### READING PASSAGE

Here is where the story gets a bit more complicated. Turing discusses in the Prof's Book what the expected number of stops the machine produces is for a given menu. He only describes the expected number of stops for what he refers to as "normal stops" this is the case where either 1 wire is live and 25 are dead, or 25 wires are live and 1 is dead. He claims this is the most common type of stop (though I can find no intuitive reason that this would be true) and this is a particularly useful stop since it immediately tells the checking Wrens a good deal of the plugboard settings since only one possible plugboard setting is deduced by the machine (save for the additional settings that may not be included in the menu). Turing notes that for a menu with no closures and only two letters we can expect that 92% of the settings we check will produce normal stops. This information, however, seems to be completely disconnected from the actual stops of the Bombe, for if the Bombe truly stops whenever any wire is dead, then a two letter menu should always stop -- even with a diagonal matrix. This is because feedback from the diagonal board could cause at most two wires to become live (well shy of the 26 needed to continue the stepping mechanism).

######

Carry on the passage about Turing and the Bombe's stops, starting after its final sentence. The lines that come next have nothing to do with the passage on the Bombe.

### DATA LINES

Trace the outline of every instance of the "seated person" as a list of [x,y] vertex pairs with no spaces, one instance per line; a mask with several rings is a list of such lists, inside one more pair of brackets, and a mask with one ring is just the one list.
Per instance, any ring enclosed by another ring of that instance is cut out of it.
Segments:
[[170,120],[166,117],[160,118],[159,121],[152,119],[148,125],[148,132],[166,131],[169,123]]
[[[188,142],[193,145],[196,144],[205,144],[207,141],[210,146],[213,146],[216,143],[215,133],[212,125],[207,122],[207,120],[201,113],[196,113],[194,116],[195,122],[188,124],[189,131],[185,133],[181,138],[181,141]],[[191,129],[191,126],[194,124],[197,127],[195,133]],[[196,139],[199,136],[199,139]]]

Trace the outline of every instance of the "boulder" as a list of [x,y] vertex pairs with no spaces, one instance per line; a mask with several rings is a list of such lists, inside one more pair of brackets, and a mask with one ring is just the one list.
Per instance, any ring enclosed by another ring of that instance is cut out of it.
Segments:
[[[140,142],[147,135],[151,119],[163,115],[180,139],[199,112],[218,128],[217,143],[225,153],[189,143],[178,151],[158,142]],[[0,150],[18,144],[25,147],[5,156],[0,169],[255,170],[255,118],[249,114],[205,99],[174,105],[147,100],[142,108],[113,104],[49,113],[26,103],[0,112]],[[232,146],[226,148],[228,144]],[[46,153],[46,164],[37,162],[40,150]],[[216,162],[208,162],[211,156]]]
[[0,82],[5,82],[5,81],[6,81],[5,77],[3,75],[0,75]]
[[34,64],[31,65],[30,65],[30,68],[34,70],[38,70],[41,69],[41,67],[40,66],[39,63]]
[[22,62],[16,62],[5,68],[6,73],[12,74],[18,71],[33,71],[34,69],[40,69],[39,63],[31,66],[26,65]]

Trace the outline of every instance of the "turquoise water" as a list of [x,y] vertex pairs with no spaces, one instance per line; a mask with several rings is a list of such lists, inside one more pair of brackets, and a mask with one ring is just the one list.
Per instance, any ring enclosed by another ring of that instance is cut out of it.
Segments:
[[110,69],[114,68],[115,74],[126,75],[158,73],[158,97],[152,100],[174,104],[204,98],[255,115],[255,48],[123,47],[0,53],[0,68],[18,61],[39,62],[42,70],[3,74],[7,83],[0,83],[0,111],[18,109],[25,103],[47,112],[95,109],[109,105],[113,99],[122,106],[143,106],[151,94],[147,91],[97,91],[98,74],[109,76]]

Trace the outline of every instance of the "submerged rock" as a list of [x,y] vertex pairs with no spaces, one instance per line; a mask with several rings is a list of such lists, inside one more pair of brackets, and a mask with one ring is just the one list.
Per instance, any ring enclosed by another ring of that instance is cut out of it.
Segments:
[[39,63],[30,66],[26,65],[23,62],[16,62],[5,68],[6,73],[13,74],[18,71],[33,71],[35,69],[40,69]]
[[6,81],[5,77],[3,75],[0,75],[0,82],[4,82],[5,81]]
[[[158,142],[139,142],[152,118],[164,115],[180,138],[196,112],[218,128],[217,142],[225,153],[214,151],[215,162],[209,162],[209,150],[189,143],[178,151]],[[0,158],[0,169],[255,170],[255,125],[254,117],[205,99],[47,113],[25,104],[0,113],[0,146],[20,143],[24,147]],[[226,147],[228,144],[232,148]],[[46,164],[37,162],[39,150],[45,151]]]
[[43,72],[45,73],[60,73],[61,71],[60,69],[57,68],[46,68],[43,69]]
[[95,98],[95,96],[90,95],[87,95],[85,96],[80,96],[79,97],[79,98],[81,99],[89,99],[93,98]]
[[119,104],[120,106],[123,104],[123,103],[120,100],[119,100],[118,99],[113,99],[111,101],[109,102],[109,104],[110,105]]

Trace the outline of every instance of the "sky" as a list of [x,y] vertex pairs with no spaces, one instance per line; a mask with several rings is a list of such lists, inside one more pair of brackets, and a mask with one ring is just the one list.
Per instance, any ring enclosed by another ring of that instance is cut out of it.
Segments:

######

RESULT OF THIS EXERCISE
Further, every academic paper I have read on the subject of Turing's calculation of the H-M factor only considers these "normal stops".

Finally, in Geoffs edit to his answer he noted

Edit after 4 years: I found in the book The Hut Six Story from Gordon Welchman first 
published in 1982 (although my copy seems to be first published in 1997) Appendix I p241 it says: 
Thus, in order to detect a "drop", the bombe needs to look for one of only two 
situations: a case in which current does not get back to any test register terminal other
than A, or one in which there is some terminal other than A to which current does not get
back.

It would then seems the case that according to Turing's model of calculation, academic researchers on the subject, and Gordon Welchman, that the machine actually stops whenever 1 or 25 wires are live. On the other hand, when I asked the Bletchely team they explained "the test registers look only for 26 live wires. If that test is failed, the Bombe will stop." All in all, there seems to be a lot of conflicting descriptions of the Bombe and I can't seem to find one definitive primary source which describes the stopping mechanism of the machine. Turing seems to describe it one way, and Welchman another. I'm hoping someone with more history chops than me can help me track down a single answer to this question.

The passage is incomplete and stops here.